-------- Data shown --------

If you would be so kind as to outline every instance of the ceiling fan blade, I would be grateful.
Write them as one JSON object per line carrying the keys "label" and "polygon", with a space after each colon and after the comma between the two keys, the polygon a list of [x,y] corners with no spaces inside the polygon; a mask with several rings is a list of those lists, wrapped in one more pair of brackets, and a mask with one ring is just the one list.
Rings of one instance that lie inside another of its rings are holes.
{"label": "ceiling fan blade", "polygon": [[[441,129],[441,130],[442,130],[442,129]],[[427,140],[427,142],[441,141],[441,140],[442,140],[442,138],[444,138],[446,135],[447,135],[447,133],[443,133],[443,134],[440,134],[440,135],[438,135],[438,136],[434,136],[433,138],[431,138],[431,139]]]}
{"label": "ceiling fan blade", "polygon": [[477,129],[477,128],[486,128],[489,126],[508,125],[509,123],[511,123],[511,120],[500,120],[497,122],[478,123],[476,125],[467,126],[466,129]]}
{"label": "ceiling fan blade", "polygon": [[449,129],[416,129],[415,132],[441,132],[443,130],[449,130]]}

--------

• [Task objective]: Each record is to be retyped exactly as written.

• [Expected output]:
If you would be so kind as to outline every instance of the ceiling fan blade, I would be grateful.
Write them as one JSON object per line carrying the keys "label" and "polygon", with a space after each colon and after the comma between the two keys, the polygon a list of [x,y] corners with no spaces inside the polygon; a mask with several rings is a list of those lists, wrapped in one more pair of brackets, and a mask with one ring is just the one list.
Rings of one instance that lie inside another of its rings are holes.
{"label": "ceiling fan blade", "polygon": [[[441,129],[441,130],[442,130],[442,129]],[[427,140],[427,142],[441,141],[441,140],[442,140],[442,138],[444,138],[446,135],[447,135],[447,133],[443,133],[443,134],[440,134],[440,135],[438,135],[438,136],[434,136],[433,138],[431,138],[431,139]]]}
{"label": "ceiling fan blade", "polygon": [[477,129],[477,128],[486,128],[489,126],[508,125],[509,123],[511,123],[511,120],[500,120],[497,122],[478,123],[476,125],[467,126],[466,129]]}
{"label": "ceiling fan blade", "polygon": [[449,129],[416,129],[415,132],[441,132],[443,130],[449,130]]}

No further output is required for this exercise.